(What to work on):
Could you write out all of the records below again, switching each "refrigerator" to "fridge" and leaving everything else unchanged?

(Material for this task):
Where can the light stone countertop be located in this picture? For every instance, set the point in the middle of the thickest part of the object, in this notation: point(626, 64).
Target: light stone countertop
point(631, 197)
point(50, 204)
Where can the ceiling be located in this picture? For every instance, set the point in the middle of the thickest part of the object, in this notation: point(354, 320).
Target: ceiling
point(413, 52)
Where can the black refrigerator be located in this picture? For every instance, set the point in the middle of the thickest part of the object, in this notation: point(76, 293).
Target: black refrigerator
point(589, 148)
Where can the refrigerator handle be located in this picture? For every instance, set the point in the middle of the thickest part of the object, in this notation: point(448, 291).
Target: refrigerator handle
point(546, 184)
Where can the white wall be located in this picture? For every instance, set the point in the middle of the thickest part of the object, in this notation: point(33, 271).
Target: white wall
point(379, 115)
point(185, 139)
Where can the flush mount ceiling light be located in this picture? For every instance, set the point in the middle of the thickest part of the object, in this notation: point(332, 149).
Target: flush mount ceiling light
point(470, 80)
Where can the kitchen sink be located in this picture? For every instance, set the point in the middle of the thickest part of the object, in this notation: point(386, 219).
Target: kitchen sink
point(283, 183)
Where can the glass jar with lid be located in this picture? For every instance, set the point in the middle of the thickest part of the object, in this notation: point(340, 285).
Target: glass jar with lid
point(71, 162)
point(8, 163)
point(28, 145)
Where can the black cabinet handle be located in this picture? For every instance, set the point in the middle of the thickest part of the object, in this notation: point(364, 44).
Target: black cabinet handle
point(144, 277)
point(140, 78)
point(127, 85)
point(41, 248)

(Completed exercise):
Where can the light stone countertop be located in this picture? For every instance, set the point in the middle of the thickest part of the object, in this notation: point(626, 64).
Target: light stone countertop
point(631, 197)
point(50, 204)
Where can the ceiling be located in this picture? For every instance, set the point in the middle of the thickest part of the object, in this notation: point(354, 320).
Target: ceiling
point(413, 52)
Where can the black fridge be located in this picture? For every instance, set the point in the middle of the thickest part of the object, in this notation: point(76, 293).
Target: black fridge
point(589, 148)
Where can the fridge handle be located in this picture? For every instance, set the point in the middle of the thickest part of the object, in this notation: point(448, 291).
Target: fridge handle
point(546, 184)
Where can the white wall be located in this picture? For every instance, set the point in the middle of the thickest part of the object, in this notation: point(33, 271).
Target: white wall
point(379, 115)
point(185, 139)
Where can the flush mount ceiling light be located in this picture? For every instance, set the point in the middle of the thickest part of the object, in this notation: point(332, 149).
Target: flush mount ceiling light
point(470, 80)
Where can the kitchen sink be located in this picture? For every instance, set the point in the middle of the thickest part of the object, in this notation: point(386, 219).
Target: kitchen sink
point(283, 183)
Where can the glass jar with lid be located in this picture? For every instance, set the point in the middle of the thickest part of the object, in this notation: point(340, 285).
Target: glass jar with lid
point(71, 162)
point(8, 163)
point(28, 145)
Where can the black cabinet handle be located in this picture? For every instance, set the point in the middle of the thickest part of the object, in this notation: point(364, 44).
Target: black cabinet handle
point(144, 277)
point(140, 78)
point(127, 85)
point(41, 248)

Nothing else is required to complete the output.